Teach the tokenizer to report escaped newlines

Add fields and flags so that escaped newlines can be reported, for the benefit of fish_indent.
2026-06-25 18:31:20 -03:00 · 2018-05-07 15:22:09 -07:00
parent 678fd86107
commit 6f57fef8f8
4 changed files with 44 additions and 24 deletions
--- a/src/parse_tree.cpp
+++ b/src/parse_tree.cpp
@@ -270,7 +270,10 @@ static void dump_tree_recursive(const parse_node_tree_t &nodes, const wcstring &
        append_format(*result, L" <%lu children>", node.child_count);
    }
    if (node.has_comments()) {
-        append_format(*result, L" <has_comments>", node.child_count);
+        append_format(*result, L" <has_comments>");
+    }
+    if (node.has_preceding_escaped_newline()) {
+        append_format(*result, L" <preceding_esc_nl>");
    }

    if (node.has_source() && node.type == parse_token_type_string) {
@@ -357,7 +360,7 @@ class parse_ll_t {
    parse_error_list_t errors;
    // The symbol stack can contain terminal types or symbols. Symbols go on to do productions, but
    // terminal types are just matched against input tokens.

§ Data supplied:

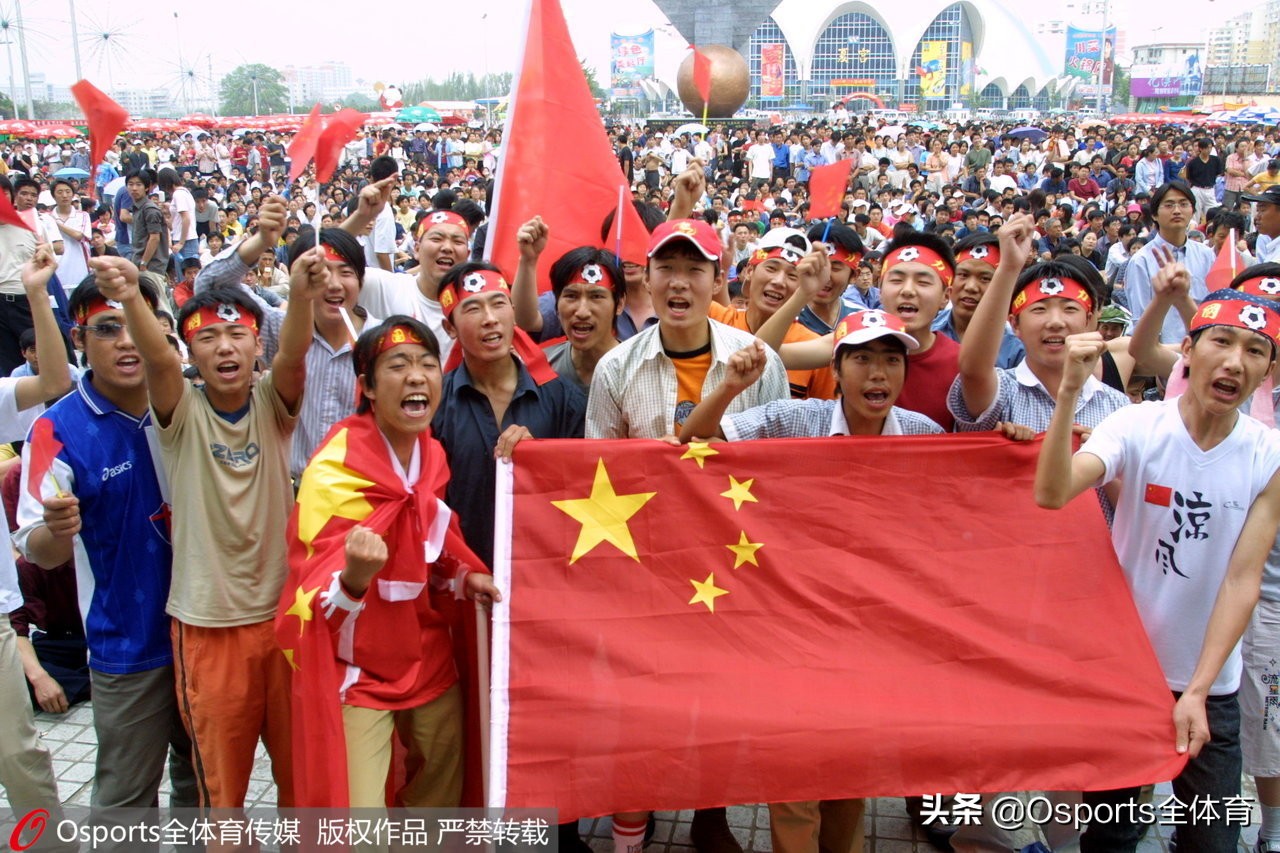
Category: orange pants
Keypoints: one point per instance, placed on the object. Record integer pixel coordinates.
(233, 688)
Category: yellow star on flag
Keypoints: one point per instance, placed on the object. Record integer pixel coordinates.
(744, 551)
(707, 592)
(699, 451)
(301, 606)
(740, 492)
(603, 516)
(330, 489)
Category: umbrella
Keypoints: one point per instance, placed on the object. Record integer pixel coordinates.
(1033, 135)
(693, 127)
(415, 114)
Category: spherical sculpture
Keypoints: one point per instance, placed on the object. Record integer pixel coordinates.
(731, 82)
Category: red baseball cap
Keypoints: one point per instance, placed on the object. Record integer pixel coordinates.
(695, 231)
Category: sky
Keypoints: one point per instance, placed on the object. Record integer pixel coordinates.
(150, 42)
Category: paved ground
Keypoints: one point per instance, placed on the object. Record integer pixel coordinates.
(72, 742)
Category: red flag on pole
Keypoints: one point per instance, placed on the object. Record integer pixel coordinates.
(44, 450)
(9, 214)
(1225, 267)
(703, 74)
(775, 653)
(105, 121)
(827, 188)
(338, 131)
(572, 191)
(304, 145)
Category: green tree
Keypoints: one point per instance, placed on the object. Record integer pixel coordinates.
(236, 92)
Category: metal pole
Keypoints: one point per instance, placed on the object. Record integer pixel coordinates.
(22, 54)
(76, 42)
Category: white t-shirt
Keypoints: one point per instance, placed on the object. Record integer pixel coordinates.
(385, 293)
(1178, 519)
(14, 427)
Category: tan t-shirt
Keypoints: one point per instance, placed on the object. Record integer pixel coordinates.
(231, 492)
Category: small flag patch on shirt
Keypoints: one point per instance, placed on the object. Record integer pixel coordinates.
(1159, 495)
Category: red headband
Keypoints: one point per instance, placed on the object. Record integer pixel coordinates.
(1265, 286)
(438, 218)
(483, 281)
(1047, 288)
(396, 336)
(920, 255)
(94, 306)
(1239, 314)
(987, 254)
(781, 252)
(215, 314)
(842, 256)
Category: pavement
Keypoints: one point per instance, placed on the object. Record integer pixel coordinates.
(73, 744)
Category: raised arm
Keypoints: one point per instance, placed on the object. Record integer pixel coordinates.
(1060, 475)
(309, 279)
(981, 346)
(55, 378)
(743, 370)
(531, 240)
(1233, 607)
(118, 279)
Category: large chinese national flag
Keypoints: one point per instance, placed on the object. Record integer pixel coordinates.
(785, 620)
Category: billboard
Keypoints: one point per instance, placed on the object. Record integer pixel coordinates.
(630, 62)
(933, 69)
(1086, 50)
(1182, 78)
(772, 69)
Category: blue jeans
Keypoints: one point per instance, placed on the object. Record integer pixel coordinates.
(1212, 775)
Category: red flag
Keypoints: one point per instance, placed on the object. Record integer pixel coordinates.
(827, 188)
(1225, 265)
(350, 480)
(630, 236)
(772, 652)
(105, 121)
(702, 74)
(304, 145)
(44, 450)
(536, 176)
(9, 214)
(338, 131)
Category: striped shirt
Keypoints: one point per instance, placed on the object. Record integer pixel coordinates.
(814, 419)
(634, 387)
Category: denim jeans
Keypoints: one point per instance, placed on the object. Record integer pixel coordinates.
(1212, 776)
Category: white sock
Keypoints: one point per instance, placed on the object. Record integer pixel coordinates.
(629, 838)
(1270, 830)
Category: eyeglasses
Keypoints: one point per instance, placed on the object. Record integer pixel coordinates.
(105, 331)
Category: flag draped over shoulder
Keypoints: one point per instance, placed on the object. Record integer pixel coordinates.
(351, 482)
(557, 160)
(809, 619)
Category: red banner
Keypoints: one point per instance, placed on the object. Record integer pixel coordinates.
(771, 71)
(784, 620)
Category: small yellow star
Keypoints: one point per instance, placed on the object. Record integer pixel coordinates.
(740, 492)
(745, 551)
(603, 516)
(301, 607)
(707, 592)
(699, 451)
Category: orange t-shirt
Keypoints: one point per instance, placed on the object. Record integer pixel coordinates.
(690, 375)
(805, 384)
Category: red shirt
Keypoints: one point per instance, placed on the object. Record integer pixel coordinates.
(928, 381)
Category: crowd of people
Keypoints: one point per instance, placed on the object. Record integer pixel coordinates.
(241, 405)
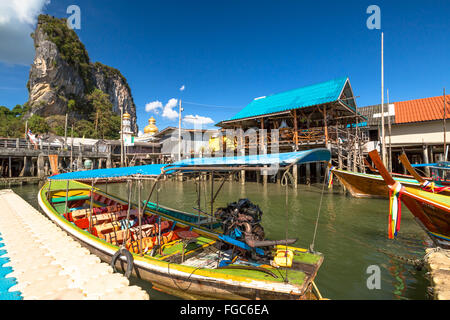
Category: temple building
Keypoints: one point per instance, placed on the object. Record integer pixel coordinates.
(149, 131)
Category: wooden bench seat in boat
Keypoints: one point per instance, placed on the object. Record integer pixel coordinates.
(70, 198)
(114, 232)
(103, 218)
(82, 213)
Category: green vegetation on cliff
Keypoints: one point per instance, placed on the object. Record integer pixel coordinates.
(70, 47)
(102, 123)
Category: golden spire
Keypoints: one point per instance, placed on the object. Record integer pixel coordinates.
(151, 128)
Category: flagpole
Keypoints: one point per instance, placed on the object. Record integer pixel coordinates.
(179, 132)
(383, 144)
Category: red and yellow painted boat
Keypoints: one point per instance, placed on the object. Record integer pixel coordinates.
(432, 211)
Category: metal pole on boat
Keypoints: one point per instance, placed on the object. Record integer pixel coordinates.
(67, 195)
(445, 129)
(130, 186)
(383, 144)
(212, 193)
(287, 226)
(139, 215)
(91, 206)
(49, 188)
(389, 132)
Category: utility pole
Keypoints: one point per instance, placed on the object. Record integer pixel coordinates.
(179, 131)
(65, 133)
(383, 141)
(445, 129)
(389, 132)
(121, 137)
(71, 150)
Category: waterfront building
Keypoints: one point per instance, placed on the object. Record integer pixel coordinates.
(321, 115)
(417, 128)
(194, 142)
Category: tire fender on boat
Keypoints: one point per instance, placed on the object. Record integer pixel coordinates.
(129, 257)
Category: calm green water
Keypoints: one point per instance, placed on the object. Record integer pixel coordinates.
(351, 232)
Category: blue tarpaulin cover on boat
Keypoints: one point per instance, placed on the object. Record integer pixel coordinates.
(146, 170)
(281, 159)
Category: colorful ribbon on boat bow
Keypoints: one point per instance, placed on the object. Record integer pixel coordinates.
(330, 177)
(430, 186)
(394, 210)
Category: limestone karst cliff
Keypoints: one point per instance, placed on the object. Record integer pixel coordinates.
(62, 75)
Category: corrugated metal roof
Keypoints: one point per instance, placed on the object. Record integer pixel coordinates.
(421, 109)
(311, 95)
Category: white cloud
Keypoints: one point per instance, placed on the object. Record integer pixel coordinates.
(198, 120)
(17, 21)
(153, 106)
(168, 111)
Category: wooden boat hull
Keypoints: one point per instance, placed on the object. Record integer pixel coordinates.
(432, 211)
(361, 185)
(181, 280)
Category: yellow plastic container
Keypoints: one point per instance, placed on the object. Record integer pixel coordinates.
(284, 258)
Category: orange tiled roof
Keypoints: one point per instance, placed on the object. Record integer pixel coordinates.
(421, 109)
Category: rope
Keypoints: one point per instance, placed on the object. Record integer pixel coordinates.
(287, 178)
(311, 247)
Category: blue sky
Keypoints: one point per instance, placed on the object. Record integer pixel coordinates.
(226, 53)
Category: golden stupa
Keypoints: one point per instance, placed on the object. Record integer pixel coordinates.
(151, 128)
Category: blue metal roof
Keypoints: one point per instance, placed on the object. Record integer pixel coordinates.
(315, 94)
(282, 159)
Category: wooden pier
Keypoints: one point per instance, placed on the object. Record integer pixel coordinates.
(47, 264)
(438, 264)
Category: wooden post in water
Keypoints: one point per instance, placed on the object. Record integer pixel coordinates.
(318, 172)
(295, 175)
(308, 173)
(242, 143)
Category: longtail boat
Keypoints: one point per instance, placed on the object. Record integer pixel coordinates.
(189, 255)
(432, 211)
(366, 185)
(439, 182)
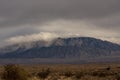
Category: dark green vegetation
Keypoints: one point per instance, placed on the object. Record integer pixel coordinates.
(61, 72)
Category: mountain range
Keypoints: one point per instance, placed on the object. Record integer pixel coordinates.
(80, 48)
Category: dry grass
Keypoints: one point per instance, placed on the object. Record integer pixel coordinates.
(73, 72)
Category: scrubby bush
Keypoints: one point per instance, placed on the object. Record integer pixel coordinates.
(14, 72)
(44, 73)
(78, 75)
(117, 76)
(68, 74)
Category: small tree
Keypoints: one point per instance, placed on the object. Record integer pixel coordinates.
(44, 73)
(14, 72)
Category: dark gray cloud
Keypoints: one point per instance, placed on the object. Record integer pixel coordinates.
(21, 17)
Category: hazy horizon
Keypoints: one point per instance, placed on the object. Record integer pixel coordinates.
(30, 20)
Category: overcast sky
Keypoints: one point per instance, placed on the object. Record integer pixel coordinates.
(24, 19)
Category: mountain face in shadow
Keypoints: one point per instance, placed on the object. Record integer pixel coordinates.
(76, 47)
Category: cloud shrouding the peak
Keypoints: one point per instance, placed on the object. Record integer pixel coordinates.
(24, 20)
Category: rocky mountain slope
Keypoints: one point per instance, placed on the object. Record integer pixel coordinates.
(76, 47)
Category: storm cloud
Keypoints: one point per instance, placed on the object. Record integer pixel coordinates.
(94, 18)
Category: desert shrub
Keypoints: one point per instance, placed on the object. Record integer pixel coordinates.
(44, 73)
(68, 74)
(117, 76)
(14, 72)
(99, 73)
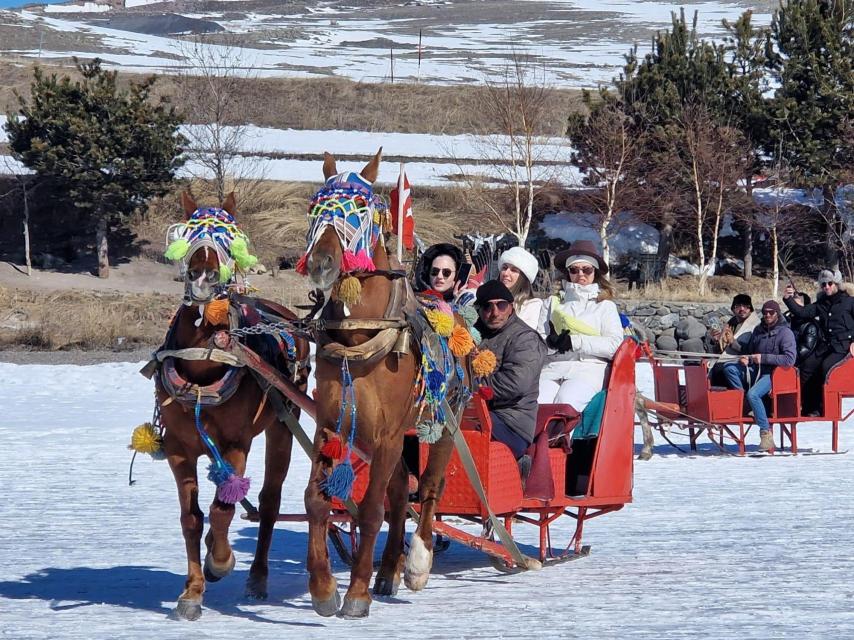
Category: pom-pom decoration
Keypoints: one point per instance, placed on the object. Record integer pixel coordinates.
(216, 312)
(484, 363)
(460, 342)
(429, 431)
(146, 439)
(442, 323)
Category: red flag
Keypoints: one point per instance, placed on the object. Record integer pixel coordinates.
(401, 201)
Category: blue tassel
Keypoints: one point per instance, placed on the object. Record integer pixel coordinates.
(339, 483)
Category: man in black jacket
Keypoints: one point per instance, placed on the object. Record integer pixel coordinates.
(833, 311)
(521, 354)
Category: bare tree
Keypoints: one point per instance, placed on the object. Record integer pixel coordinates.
(212, 86)
(605, 150)
(707, 162)
(518, 100)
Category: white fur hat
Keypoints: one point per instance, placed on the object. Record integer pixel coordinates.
(522, 260)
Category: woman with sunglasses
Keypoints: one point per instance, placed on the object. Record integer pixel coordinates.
(590, 333)
(833, 310)
(517, 270)
(437, 271)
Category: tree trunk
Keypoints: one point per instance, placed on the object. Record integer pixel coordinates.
(748, 251)
(102, 246)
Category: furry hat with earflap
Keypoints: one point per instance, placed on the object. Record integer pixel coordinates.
(522, 260)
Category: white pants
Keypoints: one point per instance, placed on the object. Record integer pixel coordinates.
(574, 383)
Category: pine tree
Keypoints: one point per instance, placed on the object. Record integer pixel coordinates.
(106, 150)
(811, 56)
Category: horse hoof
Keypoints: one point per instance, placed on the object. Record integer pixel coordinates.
(329, 607)
(188, 609)
(385, 587)
(256, 588)
(418, 563)
(214, 573)
(354, 609)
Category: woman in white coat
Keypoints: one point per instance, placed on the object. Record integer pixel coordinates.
(517, 270)
(582, 329)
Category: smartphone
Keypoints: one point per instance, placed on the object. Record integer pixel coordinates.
(464, 272)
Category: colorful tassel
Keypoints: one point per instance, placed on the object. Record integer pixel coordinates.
(349, 291)
(216, 312)
(484, 363)
(302, 265)
(442, 323)
(460, 342)
(177, 249)
(339, 483)
(429, 432)
(145, 439)
(239, 250)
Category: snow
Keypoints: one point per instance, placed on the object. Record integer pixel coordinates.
(712, 547)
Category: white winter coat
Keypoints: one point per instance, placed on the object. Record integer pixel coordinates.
(590, 355)
(530, 312)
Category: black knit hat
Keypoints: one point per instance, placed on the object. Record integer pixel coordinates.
(492, 290)
(742, 298)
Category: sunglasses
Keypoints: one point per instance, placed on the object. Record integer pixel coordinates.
(500, 305)
(585, 270)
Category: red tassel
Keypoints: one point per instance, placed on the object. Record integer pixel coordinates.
(333, 449)
(302, 265)
(486, 393)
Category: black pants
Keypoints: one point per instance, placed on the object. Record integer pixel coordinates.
(814, 370)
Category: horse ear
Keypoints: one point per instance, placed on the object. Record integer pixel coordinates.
(230, 204)
(329, 168)
(188, 203)
(372, 169)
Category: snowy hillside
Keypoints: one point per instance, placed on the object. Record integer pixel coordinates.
(713, 547)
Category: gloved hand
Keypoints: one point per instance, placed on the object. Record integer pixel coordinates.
(560, 342)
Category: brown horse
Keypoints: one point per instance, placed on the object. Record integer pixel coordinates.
(233, 409)
(386, 409)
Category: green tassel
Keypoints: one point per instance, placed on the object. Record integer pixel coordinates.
(240, 253)
(177, 249)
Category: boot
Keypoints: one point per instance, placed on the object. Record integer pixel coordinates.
(766, 441)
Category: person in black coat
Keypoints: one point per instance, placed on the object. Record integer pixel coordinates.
(833, 312)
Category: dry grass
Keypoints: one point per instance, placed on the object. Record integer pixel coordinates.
(77, 320)
(335, 103)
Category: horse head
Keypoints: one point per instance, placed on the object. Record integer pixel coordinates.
(209, 245)
(343, 229)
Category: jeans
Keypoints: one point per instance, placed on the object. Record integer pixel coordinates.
(735, 374)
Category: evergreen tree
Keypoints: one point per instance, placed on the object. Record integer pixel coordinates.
(106, 150)
(811, 56)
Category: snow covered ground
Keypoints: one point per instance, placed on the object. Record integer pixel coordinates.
(712, 547)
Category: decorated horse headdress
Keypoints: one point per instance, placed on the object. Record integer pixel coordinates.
(217, 230)
(347, 203)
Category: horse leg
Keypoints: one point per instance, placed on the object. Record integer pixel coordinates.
(276, 463)
(321, 584)
(388, 577)
(643, 418)
(220, 561)
(419, 561)
(357, 601)
(189, 605)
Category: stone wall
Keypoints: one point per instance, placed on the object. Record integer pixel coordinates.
(675, 325)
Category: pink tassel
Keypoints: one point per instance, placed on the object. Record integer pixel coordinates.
(302, 265)
(233, 490)
(444, 307)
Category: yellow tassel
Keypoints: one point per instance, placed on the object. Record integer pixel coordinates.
(145, 439)
(442, 323)
(484, 363)
(349, 291)
(460, 342)
(216, 312)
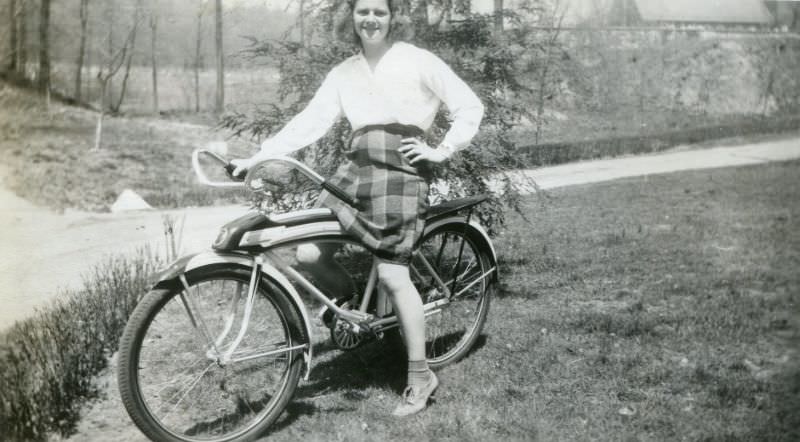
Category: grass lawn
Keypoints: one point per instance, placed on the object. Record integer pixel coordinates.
(660, 308)
(656, 308)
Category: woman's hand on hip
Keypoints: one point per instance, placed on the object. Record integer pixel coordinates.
(417, 150)
(242, 165)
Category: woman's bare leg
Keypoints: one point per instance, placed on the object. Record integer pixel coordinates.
(395, 280)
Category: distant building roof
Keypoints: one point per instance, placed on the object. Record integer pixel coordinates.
(704, 11)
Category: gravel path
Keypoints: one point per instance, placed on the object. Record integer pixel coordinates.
(46, 253)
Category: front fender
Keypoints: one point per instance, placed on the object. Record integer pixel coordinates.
(170, 278)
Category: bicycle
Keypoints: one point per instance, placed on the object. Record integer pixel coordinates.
(214, 351)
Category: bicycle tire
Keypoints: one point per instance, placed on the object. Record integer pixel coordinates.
(159, 338)
(452, 332)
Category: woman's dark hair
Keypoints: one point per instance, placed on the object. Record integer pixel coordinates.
(400, 28)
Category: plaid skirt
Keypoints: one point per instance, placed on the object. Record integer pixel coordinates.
(393, 194)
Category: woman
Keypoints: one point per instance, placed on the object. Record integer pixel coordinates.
(390, 92)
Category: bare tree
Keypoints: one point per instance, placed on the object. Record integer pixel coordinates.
(84, 16)
(498, 15)
(131, 41)
(114, 61)
(198, 56)
(12, 43)
(22, 38)
(153, 38)
(43, 75)
(549, 45)
(219, 103)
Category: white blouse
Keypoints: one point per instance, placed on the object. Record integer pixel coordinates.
(407, 86)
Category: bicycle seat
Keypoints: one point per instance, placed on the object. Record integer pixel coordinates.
(231, 233)
(447, 208)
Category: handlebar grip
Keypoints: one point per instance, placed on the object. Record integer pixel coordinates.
(342, 195)
(229, 168)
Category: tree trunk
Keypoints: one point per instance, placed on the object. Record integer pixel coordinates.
(12, 14)
(153, 29)
(130, 45)
(302, 15)
(98, 133)
(197, 47)
(219, 104)
(43, 76)
(84, 14)
(22, 39)
(498, 15)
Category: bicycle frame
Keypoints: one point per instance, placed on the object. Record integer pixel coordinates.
(267, 263)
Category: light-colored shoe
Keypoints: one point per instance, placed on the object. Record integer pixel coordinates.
(415, 399)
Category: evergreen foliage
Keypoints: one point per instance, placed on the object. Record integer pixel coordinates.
(491, 63)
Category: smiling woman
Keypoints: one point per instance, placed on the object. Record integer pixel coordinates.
(390, 93)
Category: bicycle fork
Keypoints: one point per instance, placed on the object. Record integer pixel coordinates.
(229, 353)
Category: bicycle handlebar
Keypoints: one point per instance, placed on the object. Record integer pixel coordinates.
(310, 173)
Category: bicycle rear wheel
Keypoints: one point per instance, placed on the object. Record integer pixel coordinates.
(170, 379)
(453, 326)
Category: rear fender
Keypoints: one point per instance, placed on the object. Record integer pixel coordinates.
(484, 242)
(170, 278)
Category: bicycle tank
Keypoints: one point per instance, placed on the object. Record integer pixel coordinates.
(255, 230)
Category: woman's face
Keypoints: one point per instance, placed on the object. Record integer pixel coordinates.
(372, 19)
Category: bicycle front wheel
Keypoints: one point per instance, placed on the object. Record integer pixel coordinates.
(171, 378)
(452, 327)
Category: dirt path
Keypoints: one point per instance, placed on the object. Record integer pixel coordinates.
(79, 238)
(45, 252)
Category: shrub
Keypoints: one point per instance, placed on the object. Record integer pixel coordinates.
(49, 360)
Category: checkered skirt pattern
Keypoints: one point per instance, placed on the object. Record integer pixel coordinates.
(391, 191)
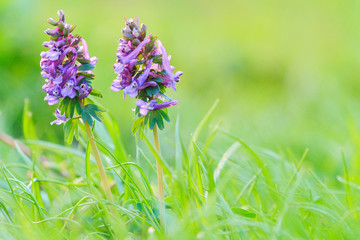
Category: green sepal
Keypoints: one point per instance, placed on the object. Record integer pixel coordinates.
(96, 93)
(71, 129)
(90, 111)
(68, 106)
(152, 90)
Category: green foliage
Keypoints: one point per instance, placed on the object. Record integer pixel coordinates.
(96, 93)
(90, 111)
(70, 106)
(152, 90)
(209, 194)
(71, 129)
(150, 45)
(155, 117)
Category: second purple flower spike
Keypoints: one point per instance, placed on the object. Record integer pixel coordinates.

§ To do:
(1) In the tokenizer commit, which program are the escaped newlines meant to be reported for?
(2) Write what comes next on the tokenizer commit page, picking up right after its last line.

§ Task answers:
(1) fish_indent

(2)
-    bool top_node_handle_terminal_types(parse_token_t token);
+    bool top_node_handle_terminal_types(const parse_token_t &token);

    void parse_error_unexpected_token(const wchar_t *expected, parse_token_t token);
    void parse_error(parse_token_t token, parse_error_code_t code, const wchar_t *format, ...);
@@ -758,7 +761,7 @@ bool parse_ll_t::report_error_for_unclosed_block() {
    return reported_error;
 }

-bool parse_ll_t::top_node_handle_terminal_types(parse_token_t token) {
+bool parse_ll_t::top_node_handle_terminal_types(const parse_token_t &token) {
    PARSE_ASSERT(!symbol_stack.empty());  //!OCLINT(multiple unary operator)
    PARSE_ASSERT(token.type >= FIRST_PARSE_TOKEN_TYPE);
    parse_stack_element_t &stack_top = symbol_stack.back();
@@ -791,6 +794,8 @@ bool parse_ll_t::top_node_handle_terminal_types(parse_token_t token) {
        node.keyword = token.keyword;
        node.source_start = token.source_start;
        node.source_length = token.source_length;
+        if (token.preceding_escaped_nl)
+            node.flags |= parse_node_flag_preceding_escaped_nl;
    } else {
        // Failure
        if (stack_top.type == parse_token_type_string && token.type == parse_token_type_string) {
@@ -858,6 +863,8 @@ void parse_ll_t::accept_tokens(parse_token_t token1, parse_token_t token2) {
        special_node.parent = symbol_stack.back().node_idx;
        special_node.source_start = token1.source_start;
        special_node.source_length = token1.source_length;
+        if (token1.preceding_escaped_nl)
+            special_node.flags |= parse_node_flag_preceding_escaped_nl;
        nodes.push_back(special_node);

        // Mark special flags.
@@ -969,12 +976,10 @@ static parse_keyword_t keyword_for_token(token_type tok, const wcstring &token)
 }

 /// Placeholder invalid token.
-static constexpr parse_token_t kInvalidToken = {
-    token_type_invalid, parse_keyword_none, false, false, false, SOURCE_OFFSET_INVALID, 0};
+static constexpr parse_token_t kInvalidToken{token_type_invalid};

 /// Terminal token.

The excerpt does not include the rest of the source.